▸ Source text
-- start --

# Ninjutsu in Austin



## The Psycho Guy (Apr 24, 2003)

Hey, all!  As some of you know, I'm beginning to study ninpo, and I would appreciate if the more experienced of you would mind helping me pick a school.  I live in Austin, Texas, and I've found a few schools in the area, and I'd just like what your input is on these schools.  Here are the sites that I could dig up on them:

http://bujinkantaijutsu.tripod.com/dojo.html

http://www.spiritwarriors.com/

There's also a third dojo (called the Mizukagami dojo) which I suspect is located in Austin, but I'm not sure.  I think that it's affiliated with the Bujinkan Jigoku school in Dallas, which makes it more interesting to me (they seem to have a much more comprehensive curriculum than most schools), but since the site was either taken down or doesn't exist, I don't have any contact info for it (I've tried the phone book and can't find it).

Anyway, what do you guys recommend?  Should I go with Sensei Kelsoe or Hardy?  Or do you know how I could get into contact with the Mizukagami school?  Or who heads it?  Any input would be greatly appreciated.  Thanks.


----------



## Silent Nightfall (Apr 24, 2003)

-- end --

▸ Tasks to complete
a. Copy word for word the part of the Austin ninjutsu thread starting at "# Ninjutsu in" and ending at "can't find it).".
b. Write the next part of the Austin ninjutsu thread, picking up right after its last line.
The lines play no role in any of this.

▸ Extracted data
-- start --

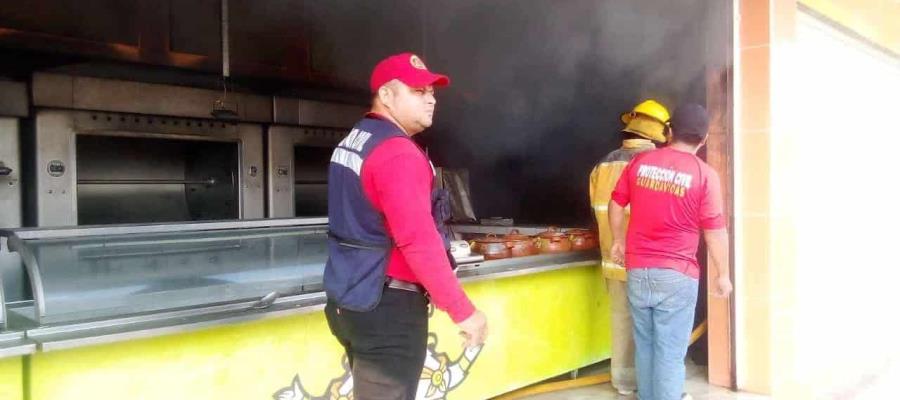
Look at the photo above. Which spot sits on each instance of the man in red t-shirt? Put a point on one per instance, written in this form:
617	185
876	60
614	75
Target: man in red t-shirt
674	196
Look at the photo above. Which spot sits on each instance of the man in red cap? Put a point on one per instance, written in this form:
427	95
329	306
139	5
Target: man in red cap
385	252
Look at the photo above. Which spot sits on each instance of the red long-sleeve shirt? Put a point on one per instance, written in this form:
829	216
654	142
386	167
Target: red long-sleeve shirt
397	178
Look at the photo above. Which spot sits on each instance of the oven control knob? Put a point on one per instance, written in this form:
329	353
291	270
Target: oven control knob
56	168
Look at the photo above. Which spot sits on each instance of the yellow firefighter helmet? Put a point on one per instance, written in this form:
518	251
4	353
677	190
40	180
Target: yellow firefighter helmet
648	119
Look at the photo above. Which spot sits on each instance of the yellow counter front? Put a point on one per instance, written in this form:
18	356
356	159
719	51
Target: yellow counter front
542	324
11	379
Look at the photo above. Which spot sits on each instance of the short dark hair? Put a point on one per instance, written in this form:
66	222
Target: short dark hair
690	124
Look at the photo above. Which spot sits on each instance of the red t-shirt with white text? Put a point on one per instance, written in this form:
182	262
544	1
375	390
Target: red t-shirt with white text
673	196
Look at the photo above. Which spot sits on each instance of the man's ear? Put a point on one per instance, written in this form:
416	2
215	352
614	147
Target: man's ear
385	94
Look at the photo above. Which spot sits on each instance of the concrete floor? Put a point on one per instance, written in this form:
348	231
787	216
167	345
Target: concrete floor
696	385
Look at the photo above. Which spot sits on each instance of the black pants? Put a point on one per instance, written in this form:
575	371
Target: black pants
385	346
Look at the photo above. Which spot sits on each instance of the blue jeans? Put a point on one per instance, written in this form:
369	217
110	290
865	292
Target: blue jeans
662	305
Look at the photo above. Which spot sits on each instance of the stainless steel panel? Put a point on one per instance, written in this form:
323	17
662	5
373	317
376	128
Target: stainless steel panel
175	150
317	113
280	171
10	186
52	90
288	162
252	174
12	275
286	110
13	99
85	93
141	179
293	111
55	168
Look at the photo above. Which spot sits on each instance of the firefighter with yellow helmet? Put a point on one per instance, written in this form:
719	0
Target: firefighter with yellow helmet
645	127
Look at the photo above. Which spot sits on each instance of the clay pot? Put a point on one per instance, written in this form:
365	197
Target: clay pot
554	241
521	245
492	247
582	239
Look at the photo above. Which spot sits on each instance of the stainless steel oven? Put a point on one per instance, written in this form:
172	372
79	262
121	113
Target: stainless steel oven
95	168
298	156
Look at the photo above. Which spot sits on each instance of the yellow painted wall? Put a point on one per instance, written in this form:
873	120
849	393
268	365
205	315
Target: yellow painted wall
11	378
811	248
541	325
876	20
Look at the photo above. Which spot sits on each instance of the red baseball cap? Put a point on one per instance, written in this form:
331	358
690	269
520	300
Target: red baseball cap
407	68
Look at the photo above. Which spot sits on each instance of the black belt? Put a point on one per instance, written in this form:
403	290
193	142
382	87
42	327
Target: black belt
404	285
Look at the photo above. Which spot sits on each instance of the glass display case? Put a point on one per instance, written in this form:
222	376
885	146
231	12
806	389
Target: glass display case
83	274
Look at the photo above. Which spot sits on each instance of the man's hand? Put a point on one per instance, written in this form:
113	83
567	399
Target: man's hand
617	252
473	329
722	287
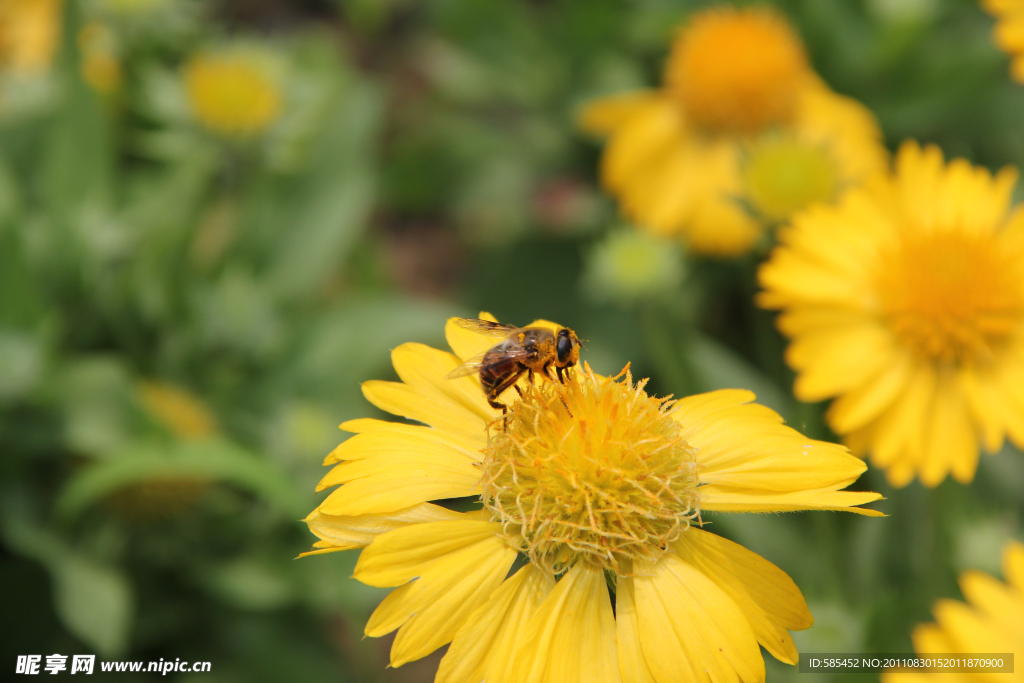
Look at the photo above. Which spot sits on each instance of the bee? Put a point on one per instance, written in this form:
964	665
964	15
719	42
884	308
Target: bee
522	350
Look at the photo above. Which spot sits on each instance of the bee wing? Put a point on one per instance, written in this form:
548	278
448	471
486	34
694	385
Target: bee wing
480	361
485	327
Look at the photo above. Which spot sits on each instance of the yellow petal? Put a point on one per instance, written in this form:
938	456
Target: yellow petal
722	499
834	360
640	142
1000	603
689	629
377	434
950	440
485	647
743	445
899	433
632	665
428	396
604	116
865	402
1013	564
355	531
431	608
571	637
392	483
403	554
766	595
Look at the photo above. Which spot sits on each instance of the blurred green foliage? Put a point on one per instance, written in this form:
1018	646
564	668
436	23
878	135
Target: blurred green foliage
424	164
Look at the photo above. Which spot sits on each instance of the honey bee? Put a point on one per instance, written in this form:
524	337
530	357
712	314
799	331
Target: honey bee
522	350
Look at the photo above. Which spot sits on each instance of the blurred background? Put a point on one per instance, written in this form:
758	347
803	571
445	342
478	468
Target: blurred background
218	217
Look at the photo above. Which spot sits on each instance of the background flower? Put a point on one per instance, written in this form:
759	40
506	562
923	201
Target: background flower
991	621
907	301
741	135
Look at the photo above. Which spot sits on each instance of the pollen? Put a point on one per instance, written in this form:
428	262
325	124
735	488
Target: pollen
737	71
232	93
784	175
592	470
951	295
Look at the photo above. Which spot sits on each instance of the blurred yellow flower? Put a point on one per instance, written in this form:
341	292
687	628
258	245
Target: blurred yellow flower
590	482
741	120
1009	32
100	66
990	622
235	92
628	265
906	301
29	35
178	411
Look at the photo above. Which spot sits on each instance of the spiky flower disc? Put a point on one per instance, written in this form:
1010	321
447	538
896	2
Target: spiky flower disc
620	484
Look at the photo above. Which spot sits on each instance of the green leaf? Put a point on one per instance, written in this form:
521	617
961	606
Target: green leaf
214	460
716	367
330	208
93	600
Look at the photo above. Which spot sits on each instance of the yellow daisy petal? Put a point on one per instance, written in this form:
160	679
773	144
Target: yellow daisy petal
766	595
431	608
992	623
343	532
999	602
378	435
486	646
745	453
571	637
905	303
399	480
401	555
723	499
632	664
690	629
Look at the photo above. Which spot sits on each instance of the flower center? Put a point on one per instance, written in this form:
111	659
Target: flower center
737	71
232	93
595	469
784	175
951	295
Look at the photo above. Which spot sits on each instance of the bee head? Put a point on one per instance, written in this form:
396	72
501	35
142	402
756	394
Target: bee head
567	348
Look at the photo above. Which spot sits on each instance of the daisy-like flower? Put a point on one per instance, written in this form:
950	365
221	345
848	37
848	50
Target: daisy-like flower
1009	32
29	33
990	622
235	91
741	135
906	301
586	485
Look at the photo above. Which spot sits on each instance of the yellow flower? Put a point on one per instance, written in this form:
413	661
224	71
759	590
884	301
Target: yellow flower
906	301
29	33
100	66
235	92
1009	32
741	120
589	483
991	622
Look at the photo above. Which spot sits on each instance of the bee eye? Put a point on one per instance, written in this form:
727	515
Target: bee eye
563	347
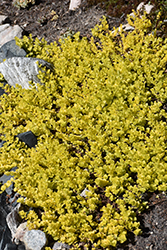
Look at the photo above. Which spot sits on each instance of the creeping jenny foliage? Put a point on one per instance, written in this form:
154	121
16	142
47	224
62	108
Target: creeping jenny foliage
100	120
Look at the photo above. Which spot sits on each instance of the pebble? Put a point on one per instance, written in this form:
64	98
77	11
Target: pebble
8	32
34	240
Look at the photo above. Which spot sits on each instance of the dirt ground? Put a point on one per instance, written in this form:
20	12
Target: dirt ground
51	19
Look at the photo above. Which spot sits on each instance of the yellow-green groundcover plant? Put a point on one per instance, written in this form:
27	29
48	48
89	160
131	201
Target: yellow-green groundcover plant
100	121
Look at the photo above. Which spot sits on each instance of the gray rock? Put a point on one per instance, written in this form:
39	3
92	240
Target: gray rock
20	232
8	33
20	70
34	240
10	246
28	138
10	49
60	246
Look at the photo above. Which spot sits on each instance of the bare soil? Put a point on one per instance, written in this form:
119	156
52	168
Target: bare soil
51	19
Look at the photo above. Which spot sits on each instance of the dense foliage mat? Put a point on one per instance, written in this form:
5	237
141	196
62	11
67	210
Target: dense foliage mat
100	119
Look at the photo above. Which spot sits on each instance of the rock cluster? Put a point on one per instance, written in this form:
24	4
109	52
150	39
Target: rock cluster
14	234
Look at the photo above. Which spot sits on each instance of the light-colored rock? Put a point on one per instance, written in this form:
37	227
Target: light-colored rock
9	33
74	4
21	70
146	7
60	246
34	240
20	232
13	220
3	18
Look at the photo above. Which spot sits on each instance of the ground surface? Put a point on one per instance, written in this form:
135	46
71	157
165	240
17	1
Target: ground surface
51	19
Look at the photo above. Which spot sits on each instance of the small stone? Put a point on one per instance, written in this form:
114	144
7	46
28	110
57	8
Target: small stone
9	33
28	138
34	240
21	70
10	49
13	220
3	19
10	246
60	246
20	232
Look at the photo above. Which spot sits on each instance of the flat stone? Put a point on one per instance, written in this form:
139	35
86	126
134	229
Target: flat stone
34	240
28	138
21	70
60	246
10	49
8	33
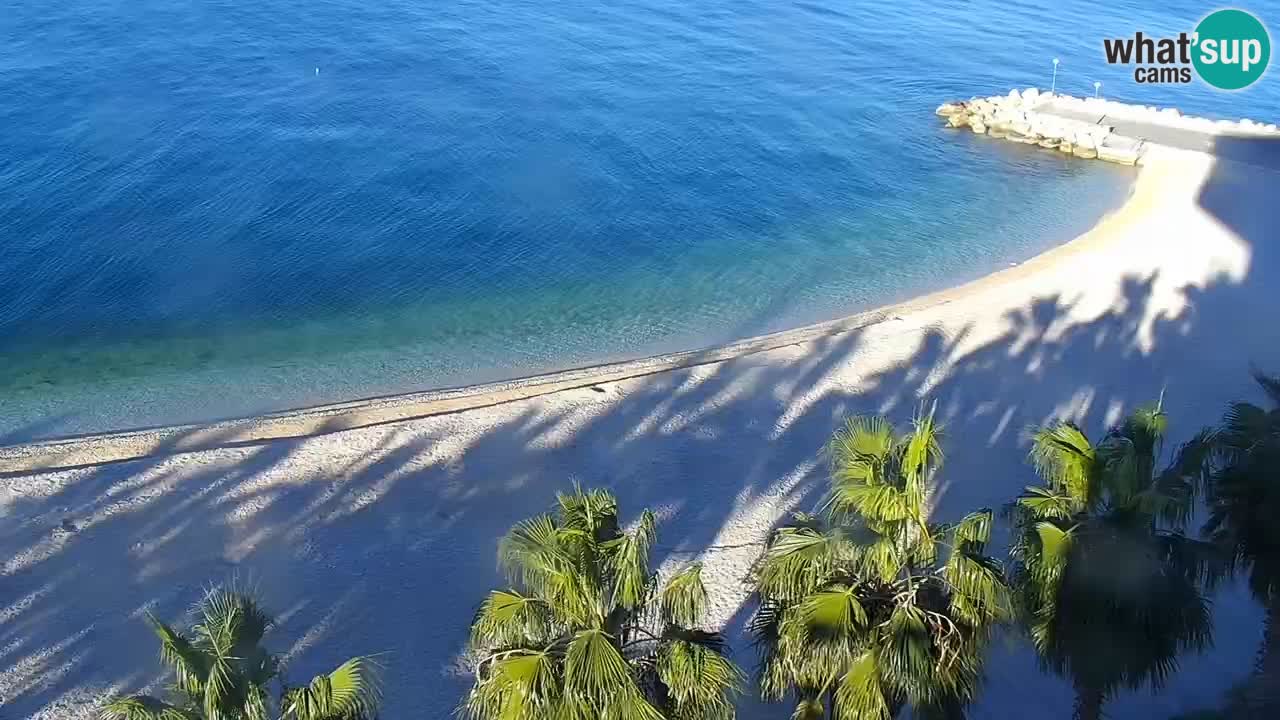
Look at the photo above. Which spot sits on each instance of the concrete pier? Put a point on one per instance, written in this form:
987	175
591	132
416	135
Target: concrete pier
1096	128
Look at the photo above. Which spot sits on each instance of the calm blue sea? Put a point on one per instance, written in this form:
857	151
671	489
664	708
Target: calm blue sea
215	208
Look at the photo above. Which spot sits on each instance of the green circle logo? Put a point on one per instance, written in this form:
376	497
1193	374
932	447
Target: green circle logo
1232	49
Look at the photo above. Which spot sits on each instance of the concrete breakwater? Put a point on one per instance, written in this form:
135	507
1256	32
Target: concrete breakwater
1088	127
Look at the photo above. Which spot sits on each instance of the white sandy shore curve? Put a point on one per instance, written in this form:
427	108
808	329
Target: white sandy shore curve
371	527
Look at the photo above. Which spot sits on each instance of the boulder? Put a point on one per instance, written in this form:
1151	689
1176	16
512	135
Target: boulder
1124	150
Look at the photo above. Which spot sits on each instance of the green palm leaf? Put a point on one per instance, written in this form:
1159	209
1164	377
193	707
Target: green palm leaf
630	564
698	678
350	692
519	684
595	670
684	600
859	695
1065	459
181	655
507	618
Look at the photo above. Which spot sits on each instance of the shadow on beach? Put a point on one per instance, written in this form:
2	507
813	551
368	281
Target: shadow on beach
382	540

-- end --

▸ Answers to the tasks
a.
# Ninjutsu in Austin



## The Psycho Guy (Apr 24, 2003)

Hey, all!  As some of you know, I'm beginning to study ninpo, and I would appreciate if the more experienced of you would mind helping me pick a school.  I live in Austin, Texas, and I've found a few schools in the area, and I'd just like what your input is on these schools.  Here are the sites that I could dig up on them:

http://bujinkantaijutsu.tripod.com/dojo.html

http://www.spiritwarriors.com/

There's also a third dojo (called the Mizukagami dojo) which I suspect is located in Austin, but I'm not sure.  I think that it's affiliated with the Bujinkan Jigoku school in Dallas, which makes it more interesting to me (they seem to have a much more comprehensive curriculum than most schools), but since the site was either taken down or doesn't exist, I don't have any contact info for it (I've tried the phone book and can't find it).

b.
Personally, I have heard good things about Shidoshi Hardy. It is my opinion that you should try training with him. I am a bit confused as to the information given about Shidoshi-Ho Kelsoe. He claims to be a licensed instructor and said he passed his Yondan (4th Dan) test while cut at with a live sword, however, it is the Godan test (5th Dan) that makes you a licensed instructor and it is never done with a live sword. I wonder if anyone can perhaps give insight into this to clear up any misunderstandings. Well, as I said, Shidoshi Hardy seems as though he is the best bet, but I have never trained with either of the two so I cannot make any educated decisions. Hope this was at least some help to you, and good luck in your journey!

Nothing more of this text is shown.